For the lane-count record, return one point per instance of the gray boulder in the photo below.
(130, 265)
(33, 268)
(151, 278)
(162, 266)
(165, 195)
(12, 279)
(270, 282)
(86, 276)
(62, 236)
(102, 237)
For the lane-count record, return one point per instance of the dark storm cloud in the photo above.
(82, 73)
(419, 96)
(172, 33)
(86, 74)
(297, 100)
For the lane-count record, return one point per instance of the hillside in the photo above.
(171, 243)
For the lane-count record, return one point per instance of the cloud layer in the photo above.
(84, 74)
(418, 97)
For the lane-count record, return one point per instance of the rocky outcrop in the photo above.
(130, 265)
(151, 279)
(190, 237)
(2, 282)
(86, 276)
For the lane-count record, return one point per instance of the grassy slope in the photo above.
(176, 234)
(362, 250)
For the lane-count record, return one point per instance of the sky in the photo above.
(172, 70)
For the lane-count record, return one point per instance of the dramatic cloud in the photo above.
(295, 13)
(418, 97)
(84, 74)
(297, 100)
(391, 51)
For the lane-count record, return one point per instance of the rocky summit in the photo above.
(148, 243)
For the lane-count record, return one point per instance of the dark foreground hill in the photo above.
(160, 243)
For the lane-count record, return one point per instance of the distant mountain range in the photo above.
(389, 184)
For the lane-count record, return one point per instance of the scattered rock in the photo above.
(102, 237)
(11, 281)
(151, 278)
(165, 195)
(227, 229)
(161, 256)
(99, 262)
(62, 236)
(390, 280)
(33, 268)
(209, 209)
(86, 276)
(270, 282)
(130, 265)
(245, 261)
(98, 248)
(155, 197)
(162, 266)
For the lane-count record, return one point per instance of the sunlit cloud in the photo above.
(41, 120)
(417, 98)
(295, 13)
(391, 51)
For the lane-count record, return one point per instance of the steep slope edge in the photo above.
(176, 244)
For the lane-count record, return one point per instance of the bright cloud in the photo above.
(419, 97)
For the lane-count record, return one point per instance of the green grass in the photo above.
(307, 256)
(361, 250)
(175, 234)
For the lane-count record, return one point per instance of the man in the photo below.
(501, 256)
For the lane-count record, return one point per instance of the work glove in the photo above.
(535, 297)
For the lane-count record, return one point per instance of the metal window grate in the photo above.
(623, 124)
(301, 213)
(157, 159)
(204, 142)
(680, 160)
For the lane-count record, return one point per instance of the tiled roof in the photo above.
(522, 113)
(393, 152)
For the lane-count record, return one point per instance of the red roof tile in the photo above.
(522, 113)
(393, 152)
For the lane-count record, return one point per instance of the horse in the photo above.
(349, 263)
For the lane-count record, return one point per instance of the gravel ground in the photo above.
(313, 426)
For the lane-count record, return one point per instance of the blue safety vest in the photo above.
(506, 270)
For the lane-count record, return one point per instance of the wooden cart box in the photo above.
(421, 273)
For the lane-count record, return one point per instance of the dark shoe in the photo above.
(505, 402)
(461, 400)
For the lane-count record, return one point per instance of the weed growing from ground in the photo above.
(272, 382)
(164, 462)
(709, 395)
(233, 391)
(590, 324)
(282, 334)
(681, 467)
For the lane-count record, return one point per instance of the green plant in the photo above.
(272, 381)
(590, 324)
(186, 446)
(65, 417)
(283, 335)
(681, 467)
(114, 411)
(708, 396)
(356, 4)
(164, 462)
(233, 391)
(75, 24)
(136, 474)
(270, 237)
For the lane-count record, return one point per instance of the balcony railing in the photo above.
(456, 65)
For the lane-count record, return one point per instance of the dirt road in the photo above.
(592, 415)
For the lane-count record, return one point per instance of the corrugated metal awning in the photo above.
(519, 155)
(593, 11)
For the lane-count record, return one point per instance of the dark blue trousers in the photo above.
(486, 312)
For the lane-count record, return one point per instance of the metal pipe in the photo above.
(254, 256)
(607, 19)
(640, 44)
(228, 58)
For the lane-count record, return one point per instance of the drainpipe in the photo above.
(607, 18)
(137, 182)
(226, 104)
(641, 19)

★ ★ ★ ★ ★

REQUIRED WORK:
Repeat all the records. Match each line exactly.

RESULT OF THIS TASK:
For the lane-count record, return one point per instance of the gray boulder in the photo below.
(130, 265)
(33, 268)
(151, 278)
(162, 266)
(165, 195)
(12, 279)
(270, 282)
(86, 276)
(62, 236)
(102, 237)
For the lane-count record, return one point per instance of the dark storm cloud in the photo above.
(82, 73)
(419, 96)
(172, 33)
(86, 74)
(297, 100)
For the lane-count record, return one point per instance of the hillside in the photo above.
(171, 243)
For the lane-count record, return one point per instance of the cloud layer in the photo above.
(84, 74)
(418, 97)
For the lane-count record, return one point per instance of the rocky outcrop in the photo above.
(130, 265)
(151, 279)
(190, 237)
(2, 282)
(86, 276)
For the lane-count record, return one point per instance of the grassy slope in the photo above.
(176, 234)
(362, 250)
For the lane-count record, return one point per instance of the sky in the photo above.
(172, 70)
For the lane-count record, return one point per instance of the dramatic cloud in the photo above.
(295, 13)
(418, 97)
(84, 74)
(297, 100)
(391, 51)
For the lane-count record, return one point per instance of the rocky summit in the photo above.
(148, 243)
For the lane-count record, return one point per instance of the dark foreground hill in the photo above.
(160, 243)
For the lane-count record, return one point per instance of the distant mountain range in the photo above.
(389, 184)
For the lane-count record, return one point per instance of the scattered rock in the photo above.
(102, 237)
(11, 281)
(151, 278)
(165, 195)
(227, 229)
(161, 256)
(99, 262)
(62, 236)
(390, 280)
(33, 268)
(209, 209)
(86, 276)
(270, 282)
(130, 265)
(245, 261)
(98, 248)
(155, 197)
(162, 266)
For the lane-count record, return one point per instance of the sunlit cloud in the photo above.
(41, 120)
(417, 98)
(295, 13)
(391, 51)
For the lane-count record, return one point per instance of the steep slope edge in the photo above.
(176, 244)
For the lane-count record, return one point per instance of the bright cloud in the photo above.
(419, 97)
For the lane-count record, return one point per instance of the green grass in the photo above.
(307, 256)
(361, 250)
(175, 234)
For the lane-count record, return one point per instance of the man in the photo below.
(501, 256)
For the lane-count record, return one point per instance of the work glove in the photo above.
(535, 297)
For the lane-count record, return one point per instance of the metal window grate in the photo above.
(623, 124)
(301, 213)
(157, 159)
(204, 142)
(680, 160)
For the lane-count record, return one point per instance of the tiled roof in the photo above.
(522, 113)
(393, 152)
For the lane-count record, return one point per instance of the red roof tile in the photo above.
(522, 113)
(393, 152)
For the lane-count record, return one point per instance of the horse in the photo above.
(349, 263)
For the lane-count record, return one point per instance of the gravel ground in the photo above.
(313, 426)
For the lane-count record, return one point per instance of the blue safety vest in the photo above.
(506, 270)
For the lane-count record, return one point per instance of the wooden cart box in the photo above.
(421, 273)
For the lane-count record, return one point per instance of the dark shoe in the photo above.
(505, 402)
(461, 400)
For the lane-count record, return one point per instance of the weed growing from ground in the photo above.
(272, 382)
(164, 462)
(709, 395)
(233, 391)
(590, 324)
(282, 334)
(681, 467)
For the lane-count record, return one point per instance of the green plant in the photo above.
(272, 381)
(590, 324)
(186, 446)
(65, 417)
(283, 335)
(681, 467)
(114, 411)
(708, 396)
(356, 4)
(164, 462)
(233, 391)
(75, 24)
(136, 474)
(270, 237)
For the lane-count record, return one point per instance of the balcony railing in the photo above.
(456, 65)
For the lane-count record, return one point per instance of the dirt road in the photo above.
(592, 415)
For the lane-count record, return one point per instance of the corrugated metal awning in the photo above.
(519, 155)
(593, 11)
For the lane-count record, return one point per instance of the dark blue trousers in the photo above.
(486, 312)
For the lane-count record, return one point per instance of the metal pipe in the photo above.
(254, 256)
(607, 19)
(640, 44)
(228, 58)
For the lane-count record, return one point per instance of the drainpipe in the photo above.
(607, 18)
(137, 182)
(226, 104)
(641, 19)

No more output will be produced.